── Material for this exercise

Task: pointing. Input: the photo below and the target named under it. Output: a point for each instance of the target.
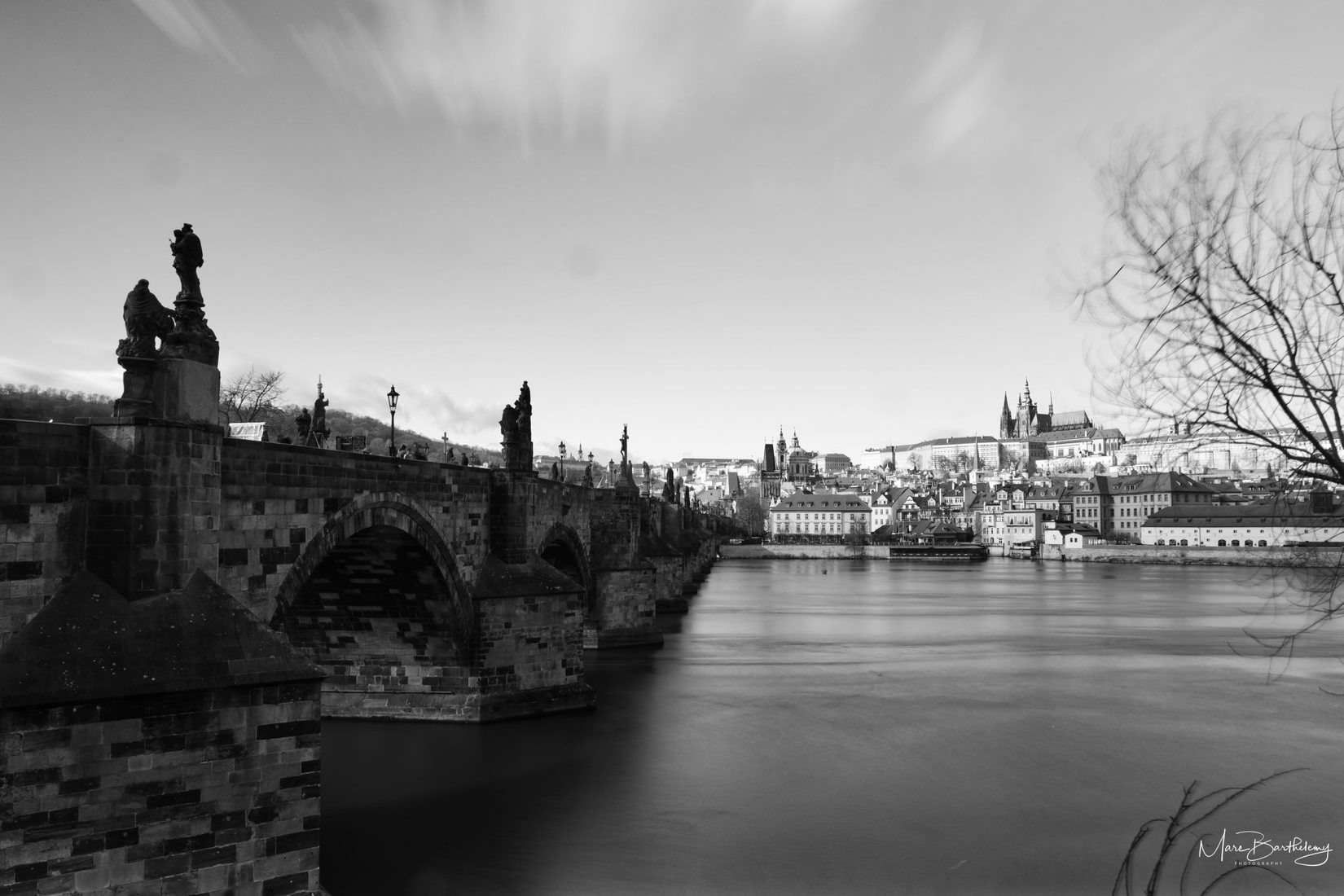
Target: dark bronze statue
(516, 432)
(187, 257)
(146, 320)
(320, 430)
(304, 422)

────
── Material for this exercise

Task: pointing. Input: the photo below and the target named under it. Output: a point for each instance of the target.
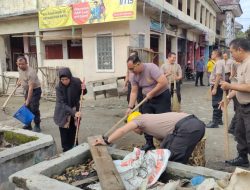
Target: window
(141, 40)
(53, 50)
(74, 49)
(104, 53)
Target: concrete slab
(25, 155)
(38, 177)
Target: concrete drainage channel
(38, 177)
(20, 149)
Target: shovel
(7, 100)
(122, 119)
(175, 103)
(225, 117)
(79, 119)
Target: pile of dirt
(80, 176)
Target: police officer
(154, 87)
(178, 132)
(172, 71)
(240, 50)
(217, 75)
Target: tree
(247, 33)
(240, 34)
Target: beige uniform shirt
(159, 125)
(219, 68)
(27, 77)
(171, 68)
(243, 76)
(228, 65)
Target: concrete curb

────

#### Assignment
Starting with the line above that holds "Target: shovel" and stopping with the line that holds "Target: concrete curb", reproduce each line exactly, omitting all other lines.

#### Result of the exercise
Target: shovel
(7, 100)
(122, 119)
(175, 103)
(225, 117)
(79, 119)
Target: pile of dirt
(80, 176)
Target: police officer
(154, 87)
(178, 132)
(172, 71)
(240, 50)
(217, 75)
Target: tree
(247, 33)
(240, 34)
Target: beige uniform shirt
(159, 125)
(219, 68)
(27, 77)
(171, 68)
(243, 76)
(228, 65)
Target: concrete curb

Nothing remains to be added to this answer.